Task to carry out:
Any picture among the records should be left out, please; retype the rest exactly.

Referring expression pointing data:

▽

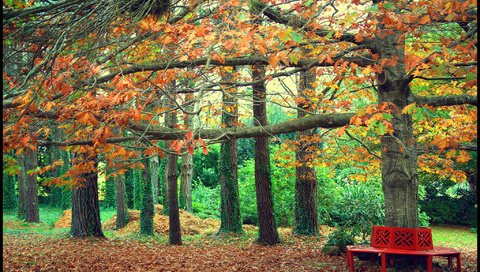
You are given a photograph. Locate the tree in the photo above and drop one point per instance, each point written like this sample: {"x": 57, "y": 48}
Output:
{"x": 129, "y": 184}
{"x": 31, "y": 187}
{"x": 110, "y": 198}
{"x": 9, "y": 198}
{"x": 85, "y": 204}
{"x": 390, "y": 63}
{"x": 121, "y": 202}
{"x": 146, "y": 213}
{"x": 268, "y": 233}
{"x": 172, "y": 188}
{"x": 138, "y": 180}
{"x": 21, "y": 185}
{"x": 306, "y": 222}
{"x": 228, "y": 180}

△

Answer space:
You are given a photograph. Locate the tree in the photo above and drop one point per instance, each point written like this sample: {"x": 57, "y": 48}
Output:
{"x": 129, "y": 184}
{"x": 31, "y": 187}
{"x": 110, "y": 198}
{"x": 9, "y": 198}
{"x": 85, "y": 204}
{"x": 390, "y": 63}
{"x": 121, "y": 202}
{"x": 146, "y": 213}
{"x": 268, "y": 233}
{"x": 172, "y": 188}
{"x": 138, "y": 180}
{"x": 21, "y": 185}
{"x": 306, "y": 222}
{"x": 228, "y": 180}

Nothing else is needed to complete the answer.